**Task objective:** Rewrite the listing below with "thickest part" changed to "widest part" everywhere it occurs, keeping every other word the same.

>> Start Excerpted data

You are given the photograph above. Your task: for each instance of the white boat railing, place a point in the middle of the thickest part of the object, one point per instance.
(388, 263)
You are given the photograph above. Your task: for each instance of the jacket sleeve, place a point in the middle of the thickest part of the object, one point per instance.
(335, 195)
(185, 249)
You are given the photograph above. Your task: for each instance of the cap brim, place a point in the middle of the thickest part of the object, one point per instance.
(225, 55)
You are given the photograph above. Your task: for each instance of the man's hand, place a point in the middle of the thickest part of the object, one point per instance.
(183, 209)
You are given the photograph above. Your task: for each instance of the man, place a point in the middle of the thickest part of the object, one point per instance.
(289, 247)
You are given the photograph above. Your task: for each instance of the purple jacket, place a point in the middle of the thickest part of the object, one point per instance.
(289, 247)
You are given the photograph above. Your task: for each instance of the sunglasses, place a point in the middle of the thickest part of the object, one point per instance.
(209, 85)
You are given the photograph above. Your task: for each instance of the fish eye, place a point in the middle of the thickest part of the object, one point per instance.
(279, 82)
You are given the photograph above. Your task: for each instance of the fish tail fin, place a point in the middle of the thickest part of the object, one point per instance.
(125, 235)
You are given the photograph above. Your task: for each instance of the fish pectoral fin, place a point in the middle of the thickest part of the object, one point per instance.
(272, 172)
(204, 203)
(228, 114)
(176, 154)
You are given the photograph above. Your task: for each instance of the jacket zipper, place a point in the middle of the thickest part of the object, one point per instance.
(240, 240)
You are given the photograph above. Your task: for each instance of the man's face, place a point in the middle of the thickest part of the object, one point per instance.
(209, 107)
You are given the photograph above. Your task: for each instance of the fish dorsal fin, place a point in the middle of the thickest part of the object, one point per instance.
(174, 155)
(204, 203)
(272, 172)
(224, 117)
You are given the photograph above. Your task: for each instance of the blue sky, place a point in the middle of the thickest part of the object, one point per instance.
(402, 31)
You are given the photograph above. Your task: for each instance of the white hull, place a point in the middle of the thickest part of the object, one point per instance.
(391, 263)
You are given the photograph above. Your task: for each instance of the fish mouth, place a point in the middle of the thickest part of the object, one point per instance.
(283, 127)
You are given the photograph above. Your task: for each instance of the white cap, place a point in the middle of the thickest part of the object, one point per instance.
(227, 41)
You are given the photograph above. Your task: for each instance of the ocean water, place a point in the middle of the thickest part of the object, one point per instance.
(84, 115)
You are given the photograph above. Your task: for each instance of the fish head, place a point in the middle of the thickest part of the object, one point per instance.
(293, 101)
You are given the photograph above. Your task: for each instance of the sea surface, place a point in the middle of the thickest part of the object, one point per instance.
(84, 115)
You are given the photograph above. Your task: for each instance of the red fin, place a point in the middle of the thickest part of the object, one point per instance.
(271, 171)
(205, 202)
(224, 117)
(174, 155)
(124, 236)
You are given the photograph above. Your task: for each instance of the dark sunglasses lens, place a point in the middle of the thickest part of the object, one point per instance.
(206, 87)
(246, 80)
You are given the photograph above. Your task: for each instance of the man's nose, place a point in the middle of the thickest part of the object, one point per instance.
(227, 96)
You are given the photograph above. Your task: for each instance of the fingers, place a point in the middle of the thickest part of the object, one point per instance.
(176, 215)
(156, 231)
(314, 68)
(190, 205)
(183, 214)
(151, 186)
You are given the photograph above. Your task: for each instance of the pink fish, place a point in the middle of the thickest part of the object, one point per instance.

>> End Excerpted data

**Answer below:**
You are given the photograph above. Your task: for each instance of the white boat railing, place a point in the middle of the widest part of the object, one point per instance.
(388, 263)
You are given the photograph above. Your task: for each instance of the jacket sleeve, place a point in the middle of the widest part of the object, one point per instance.
(335, 195)
(185, 249)
You are given the photograph above. Your task: for each instance of the cap brim, place a point in the middle of the widest part of the object, one point per instance.
(225, 55)
You are given the photograph above. Your task: for each instance of the man's hand, place a point in the middle of the widest part of the object, one point per instance.
(183, 209)
You are given the photograph above. Your task: for each instance of the man, place a point in the middle of the widest part of the object, one point per instance.
(289, 247)
You are given the photograph above. Your task: for each instance of the purple jacket, place a point in the middle of the widest part of the object, one point per instance.
(289, 247)
You are given the photograph above. Your task: for each instance of the sunglasses, place a point in the middle of the widest part of the object, one point per instance.
(209, 85)
You are given the photograph above. Your task: for each instance of the fish eye, place a point in the middle of the widest part of the object, one point per instance.
(279, 82)
You are given the photograph above. Your task: for each instance of the fish tail fin, place a point in the middle of the widest part of the object, one point per instance.
(125, 235)
You are given the photograph above. Your task: for each instance of the fish pectoral fin, place a point in the middle of the widest part of the object, one point per instance.
(272, 172)
(204, 203)
(228, 114)
(176, 154)
You are given the photograph above. Your task: for each instance of the jacket zipper, place a point in the middle of the widest part of the object, one point per instance.
(240, 240)
You are given the photograph above. Your task: for each instance of the man's face, place a point in the middle of the widest part of the object, one point per instance.
(209, 107)
You are given the photograph above. Your task: for each instance of the fish dorsal fin, place a point in the middle of the widest part of the object, one point per instance.
(174, 155)
(204, 203)
(272, 172)
(224, 117)
You are given the photograph above. Your task: for each instance of the blue sky, place a point in the middle of the widest part of the object, one point per instance.
(402, 31)
You are given the photograph above. Your task: for each instance of the white hull, place a point in the middle of the widest part of the object, one point per instance.
(391, 263)
You are given the photograph above. Your task: for each instance of the fish mouth, place a point in the middle of the widest part of the object, one point per instance.
(283, 127)
You are given the photograph above. Your task: for each instance of the white cap, place a point in the middle of the widest part of the object, one point per instance.
(227, 41)
You are given the photograph above. Your task: for each instance of the ocean water, place a point in the middle of the widest part of the object, one point per instance.
(84, 115)
You are given the photograph above. Your task: for each instance of the fish head, place a point in the middle of the widest part of the object, one point per instance.
(293, 101)
You are given the photograph above. Your task: for each instance of the sea surface, place a point in the middle of the widest part of the object, one point per instance.
(84, 115)
You are given the photograph above. Your task: for each instance of the red fin, place a point in the middle of the widest part of the object, one point per instance.
(271, 171)
(205, 202)
(224, 117)
(174, 155)
(124, 236)
You are given the photograph above. Your task: for each instance of the dark sunglasses lens, place a point in the middle of the widest part of the object, one point per instance.
(206, 87)
(246, 80)
You are given the photograph above. Your task: for each instance of the man's nose, place a point in the middle of the widest part of the object, one point per instance.
(227, 96)
You are given the photograph above. Your task: for each instance of the fingers, place a point in the middle of the widest part of the object, one point per instance.
(176, 215)
(156, 231)
(314, 68)
(190, 205)
(183, 214)
(151, 186)
You are given the photograph above. Your task: for each instance of the pink fish, place a point in the middle of the widest part of the object, one point per instance.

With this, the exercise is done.